>>>

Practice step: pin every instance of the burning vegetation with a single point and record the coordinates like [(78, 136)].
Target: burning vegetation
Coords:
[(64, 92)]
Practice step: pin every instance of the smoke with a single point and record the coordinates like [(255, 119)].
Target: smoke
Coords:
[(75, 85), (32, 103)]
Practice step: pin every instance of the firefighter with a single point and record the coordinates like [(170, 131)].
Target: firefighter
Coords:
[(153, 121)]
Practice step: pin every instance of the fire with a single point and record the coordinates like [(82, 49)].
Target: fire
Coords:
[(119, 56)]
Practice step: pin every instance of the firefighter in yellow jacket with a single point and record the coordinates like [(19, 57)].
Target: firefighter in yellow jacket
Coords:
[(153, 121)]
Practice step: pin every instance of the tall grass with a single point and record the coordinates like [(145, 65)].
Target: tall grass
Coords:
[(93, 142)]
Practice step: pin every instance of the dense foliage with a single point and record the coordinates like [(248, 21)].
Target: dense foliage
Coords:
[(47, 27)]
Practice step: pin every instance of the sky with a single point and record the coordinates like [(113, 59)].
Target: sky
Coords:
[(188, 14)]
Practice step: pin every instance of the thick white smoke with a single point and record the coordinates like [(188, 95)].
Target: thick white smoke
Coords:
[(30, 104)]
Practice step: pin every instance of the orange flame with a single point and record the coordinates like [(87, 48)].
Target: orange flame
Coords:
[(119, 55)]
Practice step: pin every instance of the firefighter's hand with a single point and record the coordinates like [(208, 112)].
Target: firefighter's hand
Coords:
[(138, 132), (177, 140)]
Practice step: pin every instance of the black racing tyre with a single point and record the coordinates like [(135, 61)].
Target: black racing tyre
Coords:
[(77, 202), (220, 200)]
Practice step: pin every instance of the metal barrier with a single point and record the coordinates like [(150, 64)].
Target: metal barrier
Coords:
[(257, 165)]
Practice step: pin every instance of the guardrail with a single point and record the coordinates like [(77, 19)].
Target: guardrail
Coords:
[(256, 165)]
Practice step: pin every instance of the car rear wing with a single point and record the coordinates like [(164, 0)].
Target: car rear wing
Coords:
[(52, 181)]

<<<

Copy out everything from the line containing "Practice step: pin every instance of the metal" down to the last line above, keeping every line. Multiply each answer coordinate by 2.1 and round to the nearest whole number, with halves rounding up, but leave the sample coordinates inside the wording of each line as they are.

Practice step: pin every instance of the metal barrier with a single point and record the coordinates like [(150, 64)].
Target: metal barrier
Coords:
[(540, 347)]
Practice step: pin every instance of the guardrail with a single point and record the coordinates like [(77, 19)].
Target: guardrail
Coords:
[(538, 347)]
Practice step: pin every instance of the car rear wing with a single point and record the coordinates like [(164, 0)].
Target: car rear wing
Coords:
[(109, 380)]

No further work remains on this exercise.